Text passage:
start
My first instinct is to create a function to calculate the chains, and run it with every number between 1 and 1 million. Obviously, that takes a long time. Way longer than solving this should take, according to Project Euler's "About" page. I've found several problems on Project Euler that involve large groups of numbers that a program running for hours didn't finish. Clearly, I'm doing something wrong.
How can I handle large groups of numbers quickly?
What am I missing here?
Have a read about memoization. The key insight is that if you've got a sequence starting A that has length 1001, and then you get a sequence B that produces an A, you don't to repeat all that work again.
This is the code in Mathematica, using memoization and recursion. Just four lines :)
f[x_] := f[x] = If[x == 1, 1, 1 + f[If[EvenQ[x], x/2, (3 x + 1)]]];
Block[{$RecursionLimit = 1000, a = 0, j},
Do[If[a < f[i], a = f[i]; j = i], {i, Reverse#Range#10^6}];
Print#a; Print[j];
]
Output .... chain length´525´ and the number is ... ohhhh ... font too small ! :)
BTW, here you can see a plot of the frequency for each chain length
Starting with 1,000,000, generate the chain. Keep track of each number that was generated in the chain, as you know for sure that their chain is smaller than the chain for the starting number. Once you reach 1, store the starting number along with its chain length. Take the next biggest number that has not being generated before, and repeat the process.
This will give you the list of numbers and chain length. Take the greatest chain length, and that's your answer.
I'll make some code to clarify.
public static long nextInChain(long n) {
if (n==1) return 1;
if (n%2==0) {
return n/2;
} else {
return (3 * n) + 1;
}
}
public static void main(String[] args) {
long iniTime=System.currentTimeMillis();
HashSet<Long> numbers=new HashSet<Long>();
HashMap<Long,Long> lenghts=new HashMap<Long, Long>();
long currentTry=1000000l;
int i=0;
do {
doTry(currentTry,numbers, lenghts);
currentTry=findNext(currentTry,numbers);
i++;
} while (currentTry!=0);
Set<Long> longs = lenghts.keySet();
long max=0;
long key=0;
for (Long aLong : longs) {
if (max < lenghts.get(aLong)) {
key = aLong;
max = lenghts.get(aLong);
}
}
System.out.println("number = " + key);
System.out.println("chain lenght = " + max);
System.out.println("Elapsed = " + ((System.currentTimeMillis()-iniTime)/1000));
}
private static long findNext(long currentTry, HashSet<Long> numbers) {
for(currentTry=currentTry-1;currentTry>=0;currentTry--) {
if (!numbers.contains(currentTry)) return currentTry;
}
return 0;
}
private static void doTry(Long tryNumber,HashSet<Long> numbers, HashMap<Long, Long> lenghts) {
long i=1;
long n=tryNumber;
do {
numbers.add(n);
n=nextInChain(n);
i++;
} while (n!=1);
lenghts.put(tryNumber,i);
}
Suppose you have a function CalcDistance(i) that calculates the "distance" to 1. For instance, CalcDistance(1) == 0 and CalcDistance(13) == 9. Here is a naive recursive implementation of this function (in C#):
public static int CalcDistance(long i)
end
Named object pointing records
start
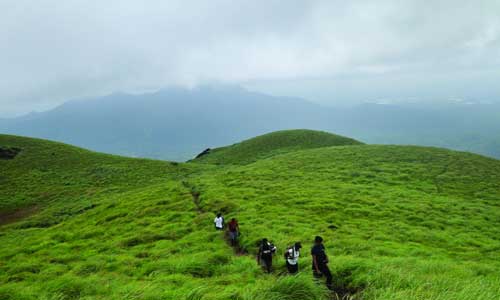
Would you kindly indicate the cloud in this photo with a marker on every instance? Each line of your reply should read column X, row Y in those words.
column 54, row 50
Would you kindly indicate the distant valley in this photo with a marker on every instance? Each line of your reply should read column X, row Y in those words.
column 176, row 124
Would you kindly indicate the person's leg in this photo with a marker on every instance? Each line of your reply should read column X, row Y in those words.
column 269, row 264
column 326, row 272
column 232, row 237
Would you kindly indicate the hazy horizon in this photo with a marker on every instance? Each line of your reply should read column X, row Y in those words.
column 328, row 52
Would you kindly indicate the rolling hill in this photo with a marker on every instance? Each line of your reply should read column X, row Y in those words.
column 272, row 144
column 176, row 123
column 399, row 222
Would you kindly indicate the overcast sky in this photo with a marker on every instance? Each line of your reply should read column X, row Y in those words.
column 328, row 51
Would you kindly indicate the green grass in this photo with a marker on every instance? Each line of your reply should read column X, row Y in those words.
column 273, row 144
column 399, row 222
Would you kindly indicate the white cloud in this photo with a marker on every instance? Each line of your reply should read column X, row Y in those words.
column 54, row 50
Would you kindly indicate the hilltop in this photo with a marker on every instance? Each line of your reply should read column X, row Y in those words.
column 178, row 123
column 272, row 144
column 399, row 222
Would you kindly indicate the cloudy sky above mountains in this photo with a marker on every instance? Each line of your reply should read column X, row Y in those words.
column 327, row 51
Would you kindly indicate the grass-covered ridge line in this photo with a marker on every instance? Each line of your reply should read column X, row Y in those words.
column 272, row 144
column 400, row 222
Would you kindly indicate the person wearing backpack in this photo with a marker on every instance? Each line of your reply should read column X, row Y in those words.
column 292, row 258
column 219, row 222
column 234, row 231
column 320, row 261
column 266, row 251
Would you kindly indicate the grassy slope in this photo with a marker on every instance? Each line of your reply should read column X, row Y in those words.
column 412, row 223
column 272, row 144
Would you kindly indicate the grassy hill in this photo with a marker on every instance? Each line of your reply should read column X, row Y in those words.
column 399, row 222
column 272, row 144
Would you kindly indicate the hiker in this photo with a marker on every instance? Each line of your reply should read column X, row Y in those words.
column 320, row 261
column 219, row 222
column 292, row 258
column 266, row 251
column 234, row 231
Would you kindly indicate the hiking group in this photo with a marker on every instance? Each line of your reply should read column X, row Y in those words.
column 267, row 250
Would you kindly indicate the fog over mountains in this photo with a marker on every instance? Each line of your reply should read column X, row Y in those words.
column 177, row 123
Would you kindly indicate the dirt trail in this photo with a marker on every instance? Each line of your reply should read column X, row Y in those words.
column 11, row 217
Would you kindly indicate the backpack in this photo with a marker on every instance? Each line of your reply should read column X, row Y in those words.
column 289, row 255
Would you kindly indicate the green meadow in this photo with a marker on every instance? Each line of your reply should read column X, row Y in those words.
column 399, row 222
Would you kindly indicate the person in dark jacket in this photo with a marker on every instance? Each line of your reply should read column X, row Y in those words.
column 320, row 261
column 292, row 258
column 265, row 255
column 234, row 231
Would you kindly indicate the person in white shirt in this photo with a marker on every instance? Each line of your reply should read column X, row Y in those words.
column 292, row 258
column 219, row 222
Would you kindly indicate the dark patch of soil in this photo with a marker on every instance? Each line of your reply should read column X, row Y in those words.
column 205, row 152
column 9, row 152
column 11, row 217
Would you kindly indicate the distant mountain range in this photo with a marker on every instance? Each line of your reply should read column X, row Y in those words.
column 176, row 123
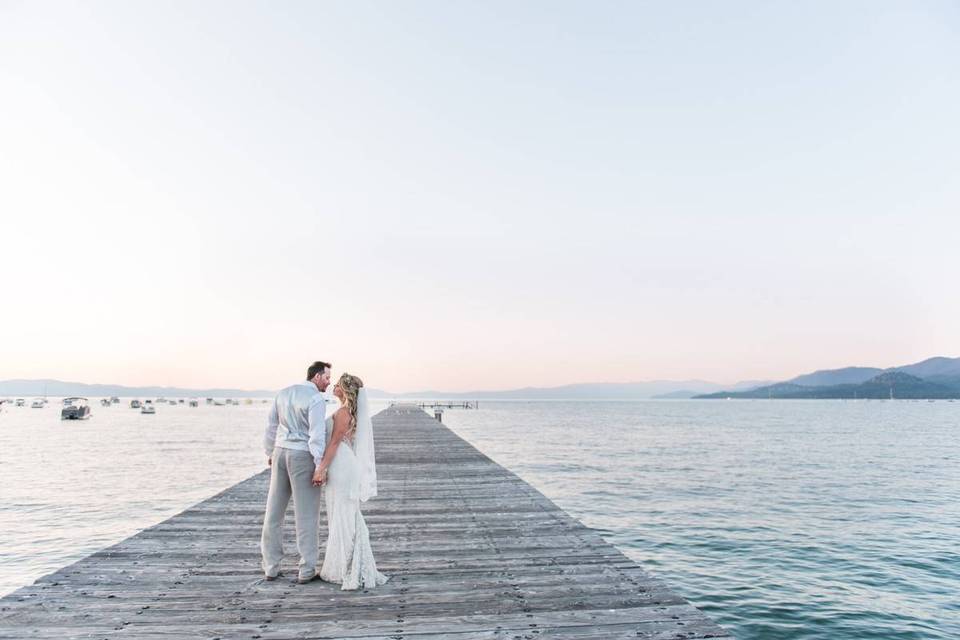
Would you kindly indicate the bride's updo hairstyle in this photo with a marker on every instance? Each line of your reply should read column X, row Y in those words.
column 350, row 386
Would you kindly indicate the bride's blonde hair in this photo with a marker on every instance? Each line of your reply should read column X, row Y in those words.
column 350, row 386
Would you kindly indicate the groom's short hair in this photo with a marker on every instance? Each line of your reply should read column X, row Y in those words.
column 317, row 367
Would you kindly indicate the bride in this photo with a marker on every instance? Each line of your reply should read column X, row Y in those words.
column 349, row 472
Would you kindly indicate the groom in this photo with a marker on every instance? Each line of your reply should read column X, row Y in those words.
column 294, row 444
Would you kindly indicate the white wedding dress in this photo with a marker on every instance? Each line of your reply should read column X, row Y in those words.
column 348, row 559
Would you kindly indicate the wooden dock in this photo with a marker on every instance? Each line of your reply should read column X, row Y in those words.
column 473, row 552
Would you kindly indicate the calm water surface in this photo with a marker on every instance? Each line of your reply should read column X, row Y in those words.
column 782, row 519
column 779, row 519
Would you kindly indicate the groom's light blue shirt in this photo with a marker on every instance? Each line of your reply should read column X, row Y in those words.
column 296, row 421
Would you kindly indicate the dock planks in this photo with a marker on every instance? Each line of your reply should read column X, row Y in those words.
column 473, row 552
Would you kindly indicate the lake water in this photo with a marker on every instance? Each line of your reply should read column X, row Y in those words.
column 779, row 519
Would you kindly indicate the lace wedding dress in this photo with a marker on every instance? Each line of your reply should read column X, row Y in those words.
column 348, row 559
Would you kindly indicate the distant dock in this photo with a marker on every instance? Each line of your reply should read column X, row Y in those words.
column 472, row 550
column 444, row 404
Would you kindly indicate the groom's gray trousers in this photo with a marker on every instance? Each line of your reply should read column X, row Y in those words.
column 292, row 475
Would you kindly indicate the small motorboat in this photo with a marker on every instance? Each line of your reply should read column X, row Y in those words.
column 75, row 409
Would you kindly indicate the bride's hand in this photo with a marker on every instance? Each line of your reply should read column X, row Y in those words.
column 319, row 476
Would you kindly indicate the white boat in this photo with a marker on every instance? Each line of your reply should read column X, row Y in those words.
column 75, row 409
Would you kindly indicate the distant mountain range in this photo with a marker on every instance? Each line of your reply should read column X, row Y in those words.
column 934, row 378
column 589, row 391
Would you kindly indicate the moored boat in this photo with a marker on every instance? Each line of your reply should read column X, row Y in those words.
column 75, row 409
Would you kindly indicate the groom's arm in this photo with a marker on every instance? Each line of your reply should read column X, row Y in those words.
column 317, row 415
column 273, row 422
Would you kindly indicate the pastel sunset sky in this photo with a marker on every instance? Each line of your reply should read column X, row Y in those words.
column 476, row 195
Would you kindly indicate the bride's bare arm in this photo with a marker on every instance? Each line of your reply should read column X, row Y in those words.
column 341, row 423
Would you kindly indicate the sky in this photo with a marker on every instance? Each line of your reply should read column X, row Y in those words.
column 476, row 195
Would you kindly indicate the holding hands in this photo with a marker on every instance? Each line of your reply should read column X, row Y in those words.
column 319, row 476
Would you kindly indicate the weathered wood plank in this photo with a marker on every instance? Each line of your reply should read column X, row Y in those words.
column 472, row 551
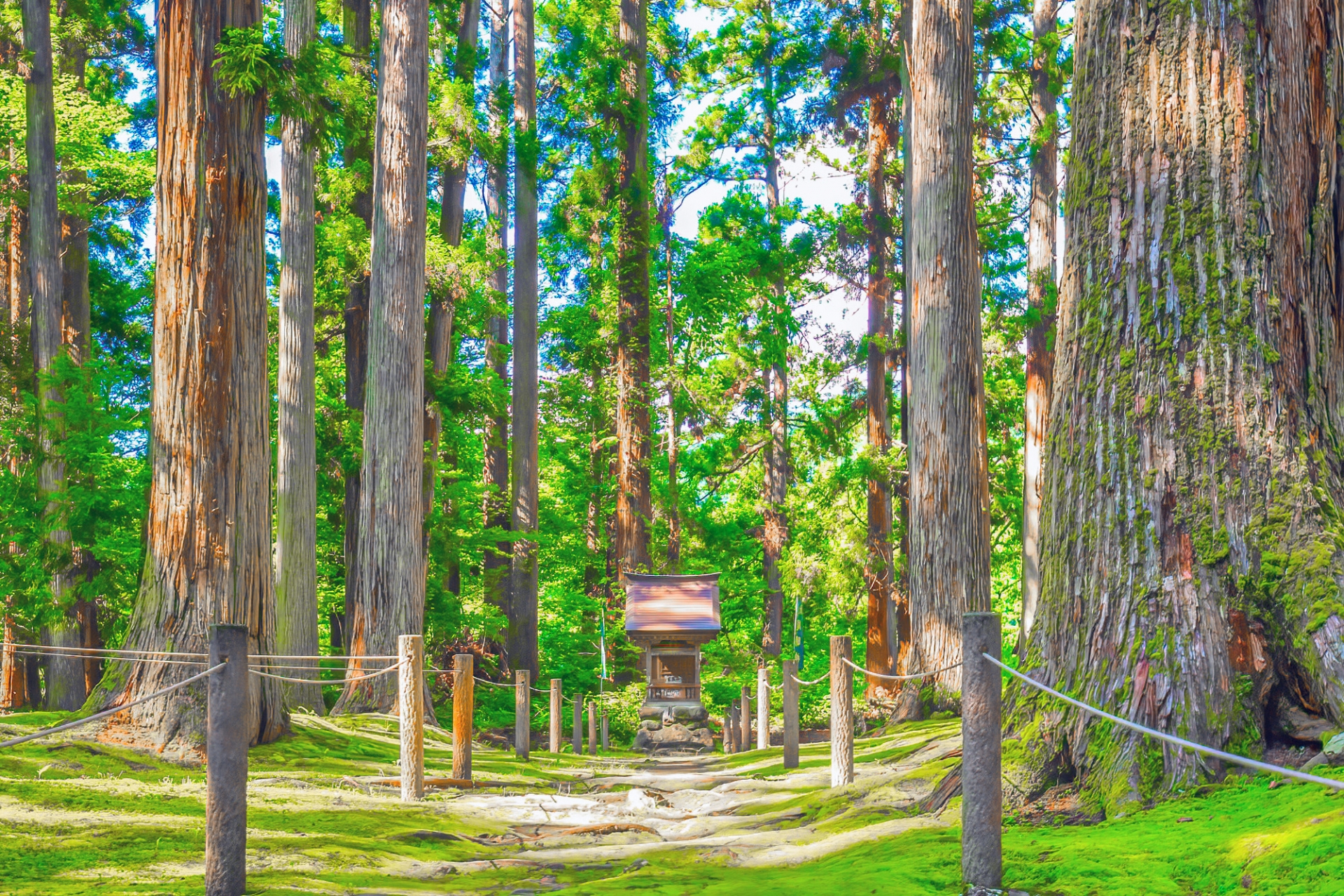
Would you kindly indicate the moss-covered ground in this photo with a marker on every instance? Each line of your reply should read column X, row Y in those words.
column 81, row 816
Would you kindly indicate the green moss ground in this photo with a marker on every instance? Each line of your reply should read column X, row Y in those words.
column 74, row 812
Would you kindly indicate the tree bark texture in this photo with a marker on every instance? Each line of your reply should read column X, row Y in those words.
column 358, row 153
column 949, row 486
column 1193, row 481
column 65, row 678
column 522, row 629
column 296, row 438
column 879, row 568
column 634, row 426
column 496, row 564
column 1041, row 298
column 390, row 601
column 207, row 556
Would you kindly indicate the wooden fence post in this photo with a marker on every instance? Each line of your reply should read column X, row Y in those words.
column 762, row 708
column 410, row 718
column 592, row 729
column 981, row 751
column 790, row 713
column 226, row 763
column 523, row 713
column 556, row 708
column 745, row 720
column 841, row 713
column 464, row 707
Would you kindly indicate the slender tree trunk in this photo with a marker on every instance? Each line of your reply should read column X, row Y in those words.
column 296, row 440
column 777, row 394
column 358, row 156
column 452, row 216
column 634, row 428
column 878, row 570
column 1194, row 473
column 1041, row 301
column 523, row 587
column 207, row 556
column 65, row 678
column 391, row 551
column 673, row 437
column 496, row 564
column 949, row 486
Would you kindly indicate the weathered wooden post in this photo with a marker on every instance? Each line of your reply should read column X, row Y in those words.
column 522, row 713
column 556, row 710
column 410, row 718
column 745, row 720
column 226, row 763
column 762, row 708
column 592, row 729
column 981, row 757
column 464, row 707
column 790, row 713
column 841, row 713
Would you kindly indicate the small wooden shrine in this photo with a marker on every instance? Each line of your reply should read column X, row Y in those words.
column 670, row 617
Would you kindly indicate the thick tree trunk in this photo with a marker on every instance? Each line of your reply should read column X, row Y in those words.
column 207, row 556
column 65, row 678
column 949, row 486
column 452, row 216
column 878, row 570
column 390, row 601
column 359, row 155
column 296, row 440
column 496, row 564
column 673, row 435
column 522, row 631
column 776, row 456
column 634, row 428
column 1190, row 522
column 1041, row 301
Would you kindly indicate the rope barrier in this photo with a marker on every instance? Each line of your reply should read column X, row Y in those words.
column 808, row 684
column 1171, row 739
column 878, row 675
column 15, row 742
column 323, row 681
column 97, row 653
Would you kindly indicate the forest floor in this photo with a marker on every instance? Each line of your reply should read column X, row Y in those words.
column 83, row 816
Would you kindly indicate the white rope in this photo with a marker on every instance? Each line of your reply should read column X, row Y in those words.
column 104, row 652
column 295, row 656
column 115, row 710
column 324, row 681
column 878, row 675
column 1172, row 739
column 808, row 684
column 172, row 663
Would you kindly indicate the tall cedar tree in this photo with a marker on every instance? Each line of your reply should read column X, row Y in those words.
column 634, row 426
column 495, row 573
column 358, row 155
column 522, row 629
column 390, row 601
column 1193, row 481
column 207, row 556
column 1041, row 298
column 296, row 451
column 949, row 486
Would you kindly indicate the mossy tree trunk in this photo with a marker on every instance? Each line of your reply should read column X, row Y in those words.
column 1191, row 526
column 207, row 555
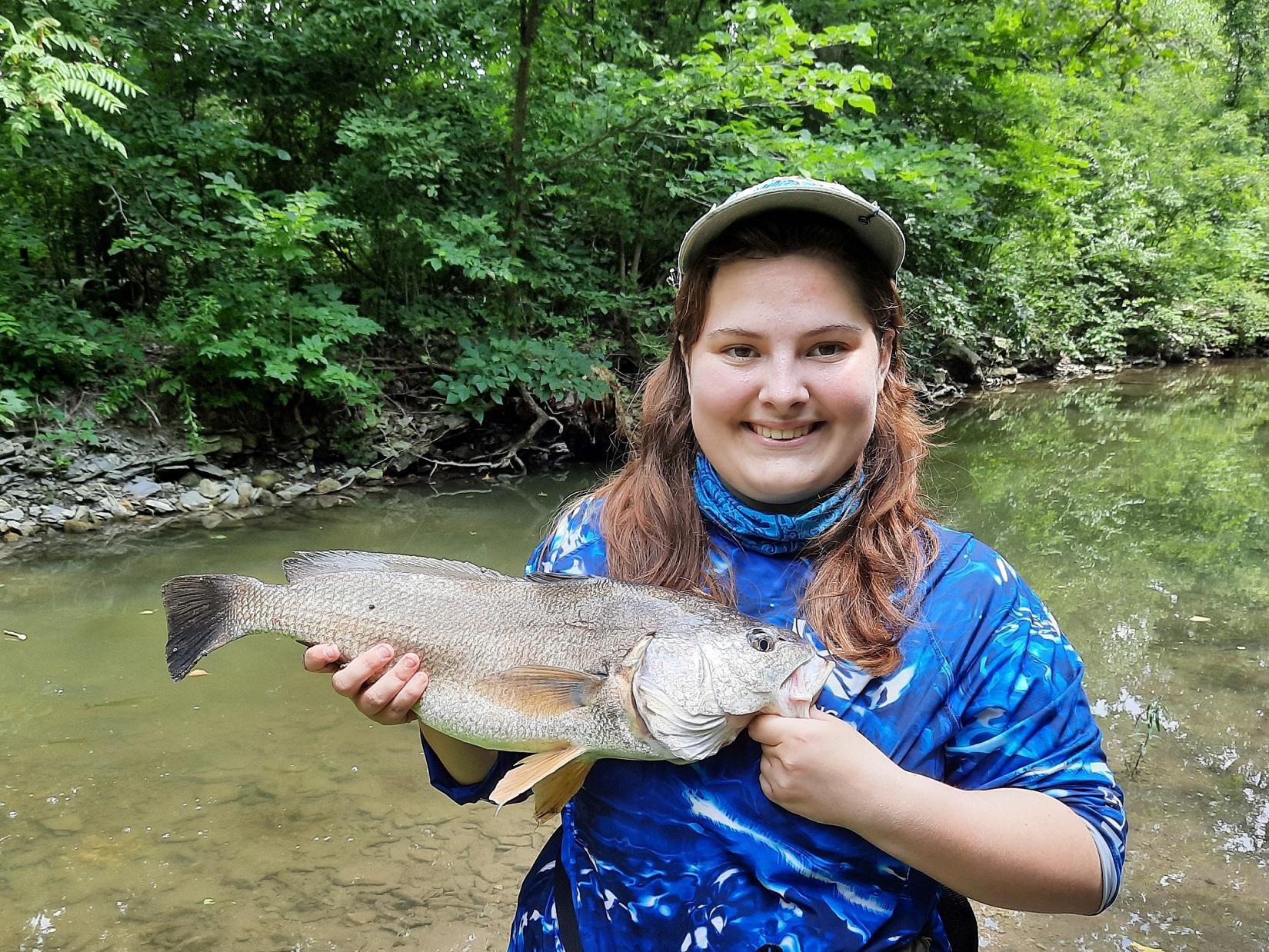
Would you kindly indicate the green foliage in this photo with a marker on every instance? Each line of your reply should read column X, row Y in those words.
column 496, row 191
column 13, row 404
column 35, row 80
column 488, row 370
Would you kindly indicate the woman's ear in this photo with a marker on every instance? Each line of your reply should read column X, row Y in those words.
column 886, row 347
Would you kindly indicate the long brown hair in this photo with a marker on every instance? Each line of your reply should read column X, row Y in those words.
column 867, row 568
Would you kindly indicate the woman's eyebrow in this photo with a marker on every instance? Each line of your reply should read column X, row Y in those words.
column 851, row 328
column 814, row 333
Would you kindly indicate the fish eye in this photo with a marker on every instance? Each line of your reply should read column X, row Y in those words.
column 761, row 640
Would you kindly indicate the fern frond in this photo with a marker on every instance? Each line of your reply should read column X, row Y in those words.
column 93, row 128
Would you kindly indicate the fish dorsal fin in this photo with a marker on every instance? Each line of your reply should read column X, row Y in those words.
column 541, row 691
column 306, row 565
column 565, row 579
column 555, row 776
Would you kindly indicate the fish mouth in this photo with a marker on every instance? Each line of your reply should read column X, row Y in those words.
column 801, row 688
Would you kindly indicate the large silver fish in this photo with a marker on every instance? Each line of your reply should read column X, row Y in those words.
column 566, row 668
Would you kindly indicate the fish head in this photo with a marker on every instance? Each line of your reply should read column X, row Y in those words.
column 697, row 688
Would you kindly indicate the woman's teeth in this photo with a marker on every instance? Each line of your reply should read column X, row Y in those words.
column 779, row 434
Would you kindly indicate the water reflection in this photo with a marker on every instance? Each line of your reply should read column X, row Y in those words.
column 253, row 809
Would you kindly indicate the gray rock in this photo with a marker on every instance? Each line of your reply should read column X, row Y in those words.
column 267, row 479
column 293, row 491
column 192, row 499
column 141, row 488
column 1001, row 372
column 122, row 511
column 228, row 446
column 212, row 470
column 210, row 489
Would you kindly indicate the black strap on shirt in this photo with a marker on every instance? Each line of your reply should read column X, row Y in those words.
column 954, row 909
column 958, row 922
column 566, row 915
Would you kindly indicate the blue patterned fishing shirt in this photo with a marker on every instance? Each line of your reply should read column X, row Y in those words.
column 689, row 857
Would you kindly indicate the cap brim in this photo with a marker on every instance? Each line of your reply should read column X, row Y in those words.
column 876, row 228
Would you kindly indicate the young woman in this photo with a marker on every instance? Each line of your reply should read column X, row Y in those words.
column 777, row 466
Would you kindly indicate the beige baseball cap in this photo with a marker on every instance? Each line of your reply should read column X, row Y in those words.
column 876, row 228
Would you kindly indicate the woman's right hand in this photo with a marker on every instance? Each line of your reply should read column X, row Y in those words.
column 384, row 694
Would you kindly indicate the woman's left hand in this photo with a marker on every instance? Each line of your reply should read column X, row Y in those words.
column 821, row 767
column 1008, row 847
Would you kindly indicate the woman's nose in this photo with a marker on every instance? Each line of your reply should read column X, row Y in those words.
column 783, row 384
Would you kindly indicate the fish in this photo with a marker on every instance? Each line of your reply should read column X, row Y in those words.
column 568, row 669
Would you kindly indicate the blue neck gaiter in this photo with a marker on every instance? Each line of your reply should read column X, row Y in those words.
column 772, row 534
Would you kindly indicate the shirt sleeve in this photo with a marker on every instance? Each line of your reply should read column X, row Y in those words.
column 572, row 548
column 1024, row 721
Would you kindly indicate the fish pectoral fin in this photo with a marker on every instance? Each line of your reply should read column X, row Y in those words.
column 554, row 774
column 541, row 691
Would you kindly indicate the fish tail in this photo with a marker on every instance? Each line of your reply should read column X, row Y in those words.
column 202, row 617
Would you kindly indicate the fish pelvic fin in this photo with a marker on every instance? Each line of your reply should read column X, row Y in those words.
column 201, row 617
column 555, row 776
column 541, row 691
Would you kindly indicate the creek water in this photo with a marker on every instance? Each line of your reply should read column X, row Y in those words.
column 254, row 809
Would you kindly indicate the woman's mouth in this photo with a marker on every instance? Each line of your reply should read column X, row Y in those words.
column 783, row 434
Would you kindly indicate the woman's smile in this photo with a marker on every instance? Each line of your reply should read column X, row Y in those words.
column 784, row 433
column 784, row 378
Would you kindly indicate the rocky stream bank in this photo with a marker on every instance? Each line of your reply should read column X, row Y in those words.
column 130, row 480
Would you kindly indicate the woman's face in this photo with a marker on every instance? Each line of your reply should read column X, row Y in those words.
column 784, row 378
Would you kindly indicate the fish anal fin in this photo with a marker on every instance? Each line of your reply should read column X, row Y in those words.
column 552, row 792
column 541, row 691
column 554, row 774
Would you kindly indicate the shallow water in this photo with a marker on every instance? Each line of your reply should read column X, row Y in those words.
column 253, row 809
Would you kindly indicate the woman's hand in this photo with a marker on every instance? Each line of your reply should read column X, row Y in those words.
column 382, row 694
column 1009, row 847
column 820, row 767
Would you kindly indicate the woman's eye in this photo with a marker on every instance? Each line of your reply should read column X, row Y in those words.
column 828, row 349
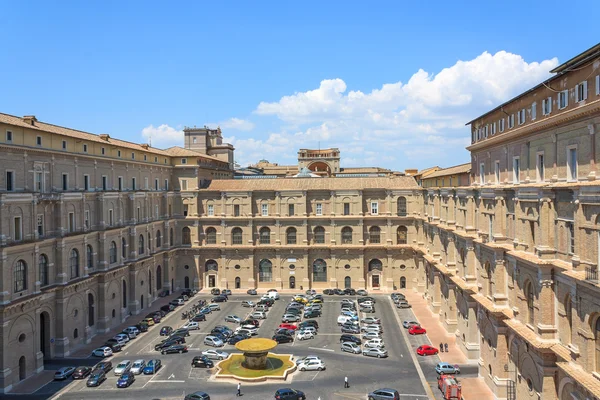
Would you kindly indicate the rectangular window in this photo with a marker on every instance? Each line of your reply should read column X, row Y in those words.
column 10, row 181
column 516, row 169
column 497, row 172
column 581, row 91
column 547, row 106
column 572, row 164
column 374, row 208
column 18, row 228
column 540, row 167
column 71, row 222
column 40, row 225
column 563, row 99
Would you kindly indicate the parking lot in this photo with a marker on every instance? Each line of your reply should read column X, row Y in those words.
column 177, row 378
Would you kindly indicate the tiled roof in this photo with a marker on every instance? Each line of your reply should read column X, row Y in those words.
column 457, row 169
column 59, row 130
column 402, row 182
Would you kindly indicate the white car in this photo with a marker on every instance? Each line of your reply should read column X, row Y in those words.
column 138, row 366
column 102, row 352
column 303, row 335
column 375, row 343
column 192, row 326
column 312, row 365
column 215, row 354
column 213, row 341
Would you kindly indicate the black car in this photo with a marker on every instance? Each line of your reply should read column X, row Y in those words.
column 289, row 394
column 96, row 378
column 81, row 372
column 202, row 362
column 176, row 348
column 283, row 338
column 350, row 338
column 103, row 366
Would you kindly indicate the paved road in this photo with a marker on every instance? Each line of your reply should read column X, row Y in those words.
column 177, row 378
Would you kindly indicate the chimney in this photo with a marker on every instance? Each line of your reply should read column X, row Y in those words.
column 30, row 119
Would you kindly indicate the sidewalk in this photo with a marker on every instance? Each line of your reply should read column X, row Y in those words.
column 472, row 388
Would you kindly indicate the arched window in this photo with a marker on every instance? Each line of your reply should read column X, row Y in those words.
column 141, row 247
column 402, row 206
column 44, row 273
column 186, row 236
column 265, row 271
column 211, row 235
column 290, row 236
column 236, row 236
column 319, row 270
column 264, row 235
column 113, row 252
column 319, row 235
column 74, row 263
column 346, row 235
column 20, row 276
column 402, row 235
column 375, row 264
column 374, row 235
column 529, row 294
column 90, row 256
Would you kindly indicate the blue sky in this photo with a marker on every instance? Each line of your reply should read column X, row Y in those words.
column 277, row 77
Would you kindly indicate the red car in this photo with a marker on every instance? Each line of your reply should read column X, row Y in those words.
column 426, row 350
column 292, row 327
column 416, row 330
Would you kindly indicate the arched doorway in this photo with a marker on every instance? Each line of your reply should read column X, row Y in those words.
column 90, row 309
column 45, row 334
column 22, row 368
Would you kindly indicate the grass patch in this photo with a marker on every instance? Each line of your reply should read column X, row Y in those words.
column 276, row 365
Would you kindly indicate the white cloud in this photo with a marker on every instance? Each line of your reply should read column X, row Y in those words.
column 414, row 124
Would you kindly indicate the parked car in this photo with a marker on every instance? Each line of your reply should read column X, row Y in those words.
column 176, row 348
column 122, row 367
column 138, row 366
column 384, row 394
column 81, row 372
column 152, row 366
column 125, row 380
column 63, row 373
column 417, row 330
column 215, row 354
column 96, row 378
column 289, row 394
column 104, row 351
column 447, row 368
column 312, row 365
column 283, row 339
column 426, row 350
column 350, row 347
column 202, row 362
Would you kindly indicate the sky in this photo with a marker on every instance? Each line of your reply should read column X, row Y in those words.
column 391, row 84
end
Your tasks:
a) Copy the part of the Project Euler thread starting at "This is the" and ending at "that's your answer.", substituting "initial number" for each "starting number".
b) In the Project Euler thread, why does the method that begins at 1,000,000 keep track of every number generated in a chain?
The records have no connection to the Project Euler thread.

Solved problems:
a)
This is the code in Mathematica, using memoization and recursion. Just four lines :)
f[x_] := f[x] = If[x == 1, 1, 1 + f[If[EvenQ[x], x/2, (3 x + 1)]]];
Block[{$RecursionLimit = 1000, a = 0, j},
Do[If[a < f[i], a = f[i]; j = i], {i, Reverse#Range#10^6}];
Print#a; Print[j];
]
Output .... chain length´525´ and the number is ... ohhhh ... font too small ! :)
BTW, here you can see a plot of the frequency for each chain length
Starting with 1,000,000, generate the chain. Keep track of each number that was generated in the chain, as you know for sure that their chain is smaller than the chain for the initial number. Once you reach 1, store the initial number along with its chain length. Take the next biggest number that has not being generated before, and repeat the process.
This will give you the list of numbers and chain length. Take the greatest chain length, and that's your answer.

b) The chain of every number generated along the way is known to be smaller than the chain for the starting number. The process then continues with the next biggest number that has not been generated before.